(Collected data entries)

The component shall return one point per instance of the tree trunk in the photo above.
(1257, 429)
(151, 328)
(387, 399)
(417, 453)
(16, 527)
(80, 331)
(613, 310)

### WHAT TO WORK ON
Output the material above verbatim, keeping every line unchanged and in its original order.

### EXPECTED ANSWER
The component shall return one point per instance of the tree trunk in the photo above.
(1257, 429)
(151, 328)
(387, 399)
(417, 453)
(16, 527)
(80, 331)
(613, 310)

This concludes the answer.